Return each of the rows below word for word, leaving every line unchanged.
▼
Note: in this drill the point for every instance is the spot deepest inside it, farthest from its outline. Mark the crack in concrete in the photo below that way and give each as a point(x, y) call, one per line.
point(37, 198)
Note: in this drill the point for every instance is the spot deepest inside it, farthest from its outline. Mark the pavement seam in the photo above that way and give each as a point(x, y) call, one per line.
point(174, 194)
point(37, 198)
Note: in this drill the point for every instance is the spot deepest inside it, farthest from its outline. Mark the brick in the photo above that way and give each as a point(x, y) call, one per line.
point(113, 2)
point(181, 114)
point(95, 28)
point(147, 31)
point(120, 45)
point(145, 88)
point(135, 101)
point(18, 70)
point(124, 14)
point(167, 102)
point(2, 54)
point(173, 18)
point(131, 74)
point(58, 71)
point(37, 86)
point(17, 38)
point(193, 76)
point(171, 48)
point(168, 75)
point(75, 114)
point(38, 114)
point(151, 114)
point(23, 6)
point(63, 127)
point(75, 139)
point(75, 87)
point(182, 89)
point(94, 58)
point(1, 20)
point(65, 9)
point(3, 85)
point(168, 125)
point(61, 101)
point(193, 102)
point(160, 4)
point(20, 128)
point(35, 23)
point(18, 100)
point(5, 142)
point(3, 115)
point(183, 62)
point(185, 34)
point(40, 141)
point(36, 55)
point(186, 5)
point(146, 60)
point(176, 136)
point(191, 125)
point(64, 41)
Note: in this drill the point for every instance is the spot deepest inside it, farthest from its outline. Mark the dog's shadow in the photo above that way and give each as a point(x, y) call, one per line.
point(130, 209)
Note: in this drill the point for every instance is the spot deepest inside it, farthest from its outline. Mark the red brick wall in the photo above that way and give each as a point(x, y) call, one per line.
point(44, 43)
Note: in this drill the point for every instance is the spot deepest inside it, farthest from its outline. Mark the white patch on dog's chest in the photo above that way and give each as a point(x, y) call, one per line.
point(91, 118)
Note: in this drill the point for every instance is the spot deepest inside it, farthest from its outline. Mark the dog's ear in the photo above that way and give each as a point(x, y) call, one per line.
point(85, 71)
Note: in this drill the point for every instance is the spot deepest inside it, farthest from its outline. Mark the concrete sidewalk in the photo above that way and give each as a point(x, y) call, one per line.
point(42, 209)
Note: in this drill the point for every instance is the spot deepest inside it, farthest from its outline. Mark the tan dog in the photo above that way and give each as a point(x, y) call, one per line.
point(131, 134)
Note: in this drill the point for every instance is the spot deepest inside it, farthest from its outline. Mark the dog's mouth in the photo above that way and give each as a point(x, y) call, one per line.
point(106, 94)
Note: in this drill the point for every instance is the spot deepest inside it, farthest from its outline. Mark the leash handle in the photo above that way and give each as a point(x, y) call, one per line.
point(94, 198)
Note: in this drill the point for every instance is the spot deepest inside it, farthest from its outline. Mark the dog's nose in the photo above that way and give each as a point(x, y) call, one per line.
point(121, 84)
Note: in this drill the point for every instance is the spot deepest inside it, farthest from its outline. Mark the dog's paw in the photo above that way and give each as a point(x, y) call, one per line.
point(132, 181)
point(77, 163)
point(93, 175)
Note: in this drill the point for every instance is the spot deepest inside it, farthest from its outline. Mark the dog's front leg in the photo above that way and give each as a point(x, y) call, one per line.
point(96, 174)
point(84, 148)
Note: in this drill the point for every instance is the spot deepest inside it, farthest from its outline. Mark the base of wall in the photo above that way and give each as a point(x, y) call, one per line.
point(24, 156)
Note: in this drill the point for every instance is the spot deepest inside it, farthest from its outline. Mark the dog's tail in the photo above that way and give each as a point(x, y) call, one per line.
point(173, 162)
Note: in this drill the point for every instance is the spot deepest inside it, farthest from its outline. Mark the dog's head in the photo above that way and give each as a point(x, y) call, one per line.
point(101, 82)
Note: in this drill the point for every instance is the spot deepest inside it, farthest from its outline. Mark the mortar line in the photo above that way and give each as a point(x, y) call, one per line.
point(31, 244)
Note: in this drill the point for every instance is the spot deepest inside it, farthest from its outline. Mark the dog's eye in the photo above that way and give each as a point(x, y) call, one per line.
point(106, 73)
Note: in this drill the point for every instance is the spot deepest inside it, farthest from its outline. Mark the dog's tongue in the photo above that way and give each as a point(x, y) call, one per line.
▲
### EXPECTED ANSWER
Note: in this drill the point for every instance is the spot deepest inside it, farthest from its outline. Mark the crack in concrete in the photo below that way and give each as a point(x, y) call, one per line.
point(37, 198)
Note: in this drill the point for every instance is the spot deepest inside it, farthest from its outline. Mark the pavement seam in the photo above that way and give each as a point(x, y) call, one per line.
point(174, 194)
point(37, 198)
Note: in this drill the point for every instance is the spot deepest inside it, farthest from its outline. Mark the brick in the photo above that way and give each as a point(x, y) call, one per line.
point(113, 2)
point(181, 114)
point(95, 28)
point(147, 31)
point(120, 45)
point(145, 88)
point(135, 101)
point(18, 70)
point(124, 14)
point(167, 102)
point(2, 54)
point(173, 18)
point(131, 74)
point(58, 71)
point(37, 86)
point(17, 38)
point(193, 76)
point(171, 48)
point(168, 75)
point(75, 114)
point(38, 114)
point(151, 114)
point(23, 6)
point(63, 127)
point(75, 139)
point(75, 87)
point(182, 89)
point(94, 58)
point(1, 20)
point(65, 9)
point(3, 85)
point(168, 125)
point(61, 101)
point(193, 102)
point(160, 4)
point(20, 128)
point(35, 23)
point(18, 100)
point(5, 142)
point(3, 115)
point(183, 62)
point(185, 34)
point(40, 141)
point(36, 55)
point(186, 5)
point(146, 60)
point(176, 136)
point(191, 125)
point(64, 41)
Note: in this drill the point for every instance is the spot deepest inside it, farthest from its outline. Mark the dog's shadow in the photo above that way and give each as a point(x, y) call, one per line.
point(130, 209)
Note: in this drill the point for every instance is the spot deepest inside it, farthest from its outline. Mark the red brick wall in the photo above that way and give each as a point(x, y) call, one per line.
point(44, 43)
Note: in this drill the point for every instance is the spot deepest inside it, farthest from its outline. Mark the white patch on dog's chest in the photo above that way and give each as a point(x, y) call, one per line.
point(91, 118)
Note: in this drill the point for every instance is the spot deepest inside it, farthest from its outline. Mark the dog's ear in the photo above that way and give each as a point(x, y) call, one per line.
point(85, 71)
Note: in this drill the point for every instance is the spot deepest inside it, farthest from its outline. Mark the concrete sidewalk in the photo above that way and give each as a point(x, y) call, one per line.
point(42, 209)
Note: in this drill the point for every instance is the spot deepest inside it, farthest from its outline. Mark the tan dog in the photo above that way and give each as a point(x, y) call, one per line.
point(131, 134)
Note: in this drill the point for every instance is the spot deepest inside it, farthest from its outline. Mark the dog's mouth in the photo above that way and give each as a point(x, y) call, one per line.
point(106, 94)
Note: in this drill the point for every instance is the spot deepest inside it, farthest from its outline. Mark the leash handle in the photo above that way and give each as a point(x, y) call, one per line.
point(94, 198)
Note: in this drill the point for every instance is the spot deepest inside it, farthest from its outline. Mark the dog's nose in the photo above that way and give each as a point(x, y) call, one per line.
point(121, 84)
Note: in this drill the point for every instance is the spot deepest inside it, farthest from its outline. Mark the dog's paw in the photo above that way and give each as a point(x, y) call, one per line.
point(132, 181)
point(77, 163)
point(93, 175)
Note: in this drill the point for every instance is the spot deepest inside it, farthest from its outline. Mark the dog's front leg in the photo above that way and give each as a point(x, y) call, one per line.
point(96, 174)
point(84, 148)
Note: in this drill the point for every instance is the spot deepest inside it, farthest from its outline. Mark the base of wall in the photo above that way and give each as a point(x, y) call, one per line.
point(24, 156)
Note: in this drill the point for every instance is the spot deepest inside it, farthest from its outline. Mark the dog's tail in the photo above that way and give each as a point(x, y) call, one per line.
point(173, 162)
Note: in this drill the point for every instance is the spot deepest inside it, farthest from its outline. Mark the dog's head in the photo above that way and give each as a point(x, y) call, one per line.
point(101, 82)
Note: in this drill the point for every instance is the spot deepest inside it, farthest from its outline. Mark the mortar line in the photo above that way and give each as a point(x, y) call, one per line.
point(31, 244)
Note: in this drill the point for every instance is the spot deepest inside it, farthest from its outline. Mark the dog's eye in the photo above that way and give each as a point(x, y) call, one per line.
point(106, 73)
Note: in this drill the point for every instance is the spot deepest inside it, farthest from its outline. Mark the dog's tongue in the photo above that way and give each as a point(x, y) call, one per line.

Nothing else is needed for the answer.